(Passage to read)

The Heirs of the Aztec Empire.

Thanks to the “clever” strategy of López Obrador’s camp to ally with the PRI—which never really went away (a strategy so highly praised by those who now criticize it as “a mistake”)—what was once its strength (ha!) is now its weakness. For decades, the PRI—let’s call it “secondary” or Mesozoic (the Tertiary or Paleozoic PRI era was with the PAN)—became the promoter and manager of crime in municipalities and states. Crime evolved; the PRI did not—it merely transmuted, first into the PAN, then into the PRD, PVEM, and PT (the Quaternary-Pleistocene PRI), and now into Morena (the Quaternary-Holocene PRI).

Alito Moreno, the current president of the Mexican PRI, when he accuses the ruling party of ties to organized crime, is actually accusing it of plagiarism. Corrupt governments hold the copyright. The “copyright” dates back to the Primary or Cenozoic period: the National Revolutionary Party and the Party of the Mexican Revolution.

(End Passage to read)
(Exercise data)

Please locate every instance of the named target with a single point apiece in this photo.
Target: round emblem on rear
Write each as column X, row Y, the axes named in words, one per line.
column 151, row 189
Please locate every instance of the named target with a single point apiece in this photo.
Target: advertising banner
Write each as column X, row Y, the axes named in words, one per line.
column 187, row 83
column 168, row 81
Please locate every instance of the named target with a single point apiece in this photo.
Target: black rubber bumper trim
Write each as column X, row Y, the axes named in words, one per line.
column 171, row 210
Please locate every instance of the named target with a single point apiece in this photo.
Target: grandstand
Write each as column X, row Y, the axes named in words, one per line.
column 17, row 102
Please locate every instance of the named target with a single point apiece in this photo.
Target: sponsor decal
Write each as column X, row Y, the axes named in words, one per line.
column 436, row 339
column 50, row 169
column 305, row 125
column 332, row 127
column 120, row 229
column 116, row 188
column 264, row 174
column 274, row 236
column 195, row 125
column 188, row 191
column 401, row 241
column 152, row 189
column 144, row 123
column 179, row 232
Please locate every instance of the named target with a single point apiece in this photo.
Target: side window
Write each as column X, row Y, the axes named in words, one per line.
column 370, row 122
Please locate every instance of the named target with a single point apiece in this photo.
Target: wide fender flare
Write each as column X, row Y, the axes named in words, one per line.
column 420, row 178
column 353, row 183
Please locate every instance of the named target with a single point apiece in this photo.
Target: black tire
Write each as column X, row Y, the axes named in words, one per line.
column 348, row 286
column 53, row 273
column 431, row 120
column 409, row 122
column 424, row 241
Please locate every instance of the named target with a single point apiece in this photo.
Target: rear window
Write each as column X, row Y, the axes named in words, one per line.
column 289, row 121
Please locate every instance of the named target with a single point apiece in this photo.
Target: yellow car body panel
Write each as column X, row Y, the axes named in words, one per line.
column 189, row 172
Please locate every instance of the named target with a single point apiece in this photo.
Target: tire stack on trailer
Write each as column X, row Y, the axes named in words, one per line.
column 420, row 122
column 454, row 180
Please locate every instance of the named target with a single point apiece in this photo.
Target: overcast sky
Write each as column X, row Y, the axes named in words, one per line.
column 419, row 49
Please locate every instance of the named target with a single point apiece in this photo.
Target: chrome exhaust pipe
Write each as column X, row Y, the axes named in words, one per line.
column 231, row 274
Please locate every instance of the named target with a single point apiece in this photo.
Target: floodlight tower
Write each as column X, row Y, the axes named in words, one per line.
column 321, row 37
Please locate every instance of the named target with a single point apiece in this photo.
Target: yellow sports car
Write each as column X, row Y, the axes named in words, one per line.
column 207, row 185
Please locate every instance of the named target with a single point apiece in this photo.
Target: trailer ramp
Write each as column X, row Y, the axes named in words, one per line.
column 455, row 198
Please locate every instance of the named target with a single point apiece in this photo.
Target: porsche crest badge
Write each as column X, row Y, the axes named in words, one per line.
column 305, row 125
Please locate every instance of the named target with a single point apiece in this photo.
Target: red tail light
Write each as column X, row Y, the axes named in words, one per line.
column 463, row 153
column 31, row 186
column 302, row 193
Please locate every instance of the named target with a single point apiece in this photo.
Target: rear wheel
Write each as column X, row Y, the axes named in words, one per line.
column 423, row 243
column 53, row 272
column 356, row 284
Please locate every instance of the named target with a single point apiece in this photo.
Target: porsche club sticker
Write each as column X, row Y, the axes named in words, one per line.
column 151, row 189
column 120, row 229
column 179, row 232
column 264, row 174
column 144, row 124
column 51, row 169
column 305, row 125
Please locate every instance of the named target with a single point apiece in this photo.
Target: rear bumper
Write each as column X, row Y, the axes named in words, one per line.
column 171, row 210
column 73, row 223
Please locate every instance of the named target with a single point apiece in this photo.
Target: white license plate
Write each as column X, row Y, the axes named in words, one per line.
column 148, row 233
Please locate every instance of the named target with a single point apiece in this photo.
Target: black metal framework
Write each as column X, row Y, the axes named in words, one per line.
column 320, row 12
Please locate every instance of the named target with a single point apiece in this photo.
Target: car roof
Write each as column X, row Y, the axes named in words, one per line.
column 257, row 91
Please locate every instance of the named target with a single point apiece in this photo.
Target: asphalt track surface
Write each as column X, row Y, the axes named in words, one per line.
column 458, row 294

(End Exercise data)

## Exercise directions
Quote the passage on the PRI, beginning at the words "Thanks to the" and stopping after "(the Quaternary-Holocene PRI).". The items have no role in this exercise.

## Solution to this problem
Thanks to the “clever” strategy of López Obrador’s camp to ally with the PRI—which never really went away (a strategy so highly praised by those who now criticize it as “a mistake”)—what was once its strength (ha!) is now its weakness. For decades, the PRI—let’s call it “secondary” or Mesozoic (the Tertiary or Paleozoic PRI era was with the PAN)—became the promoter and manager of crime in municipalities and states. Crime evolved; the PRI did not—it merely transmuted, first into the PAN, then into the PRD, PVEM, and PT (the Quaternary-Pleistocene PRI), and now into Morena (the Quaternary-Holocene PRI).